__REQUIRED TASK__. Update the records below by replacing each occurrence of "instance" with "occurrence" and leaving all other text unchanged. Omit the pictures from your answer.

** Start RECORDS SHOWN **

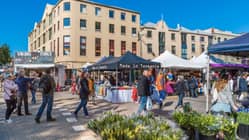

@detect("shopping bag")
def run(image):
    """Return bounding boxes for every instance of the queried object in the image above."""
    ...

[146,97,152,110]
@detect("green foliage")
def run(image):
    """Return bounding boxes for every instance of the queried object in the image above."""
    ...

[0,44,11,65]
[237,112,249,125]
[88,112,182,140]
[173,112,238,140]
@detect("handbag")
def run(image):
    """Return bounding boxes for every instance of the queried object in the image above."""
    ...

[146,97,153,110]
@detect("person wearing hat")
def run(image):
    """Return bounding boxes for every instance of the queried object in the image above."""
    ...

[3,74,18,123]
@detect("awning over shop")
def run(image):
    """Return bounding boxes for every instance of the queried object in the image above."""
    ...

[15,64,55,69]
[208,33,249,57]
[152,51,203,69]
[88,52,160,70]
[190,52,249,68]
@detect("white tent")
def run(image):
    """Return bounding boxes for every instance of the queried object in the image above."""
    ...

[190,52,215,67]
[82,62,92,68]
[152,51,203,69]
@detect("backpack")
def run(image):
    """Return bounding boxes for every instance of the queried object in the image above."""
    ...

[41,75,52,94]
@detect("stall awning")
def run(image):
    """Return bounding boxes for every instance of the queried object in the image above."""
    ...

[152,51,203,69]
[208,33,249,57]
[15,64,55,69]
[90,52,160,70]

** End RECORDS SHOWN **

__REPLY TO THE EXERCISE__.
@detect("shopping bag")
def run(image):
    """Return bounding boxes for every occurrence of the queried object in the image above."""
    ...

[146,97,152,110]
@detect("green foliage")
def run(image):
    """Return bounding boxes for every occurrence of the queried object in the image above."""
    ...

[0,44,11,65]
[237,112,249,125]
[88,112,182,140]
[173,112,238,140]
@detect("handbag")
def run(image):
    """Return bounding boxes for every occurrence of the queried object in the image above."""
    ...

[146,97,153,110]
@detect("person wearing hat")
def run(image):
    """Return bounding boxes for every occurrence of the queried object in the image above."""
    ...

[3,74,18,123]
@detect("awning over shop")
def run(image):
    """Return bounding boxes for every occurrence of the queried object in the image above."""
    ...

[15,64,55,69]
[208,33,249,57]
[152,51,203,69]
[88,52,160,70]
[190,52,249,68]
@detect("white tent")
def run(image):
    """Return bounding boxes for every occurrence of the queried object in the image above."""
    ...

[190,52,215,67]
[82,62,92,68]
[152,51,203,69]
@detect("backpack")
def run(image):
    """Return bounding boxes for every occurrence of the queried object in the image above."""
    ...

[41,75,52,94]
@detect("stall awning")
def run(image):
    """Return bounding boxes for every occurrence of the queried object in the image above."""
    ...

[152,51,203,69]
[208,33,249,57]
[15,64,55,69]
[90,52,160,70]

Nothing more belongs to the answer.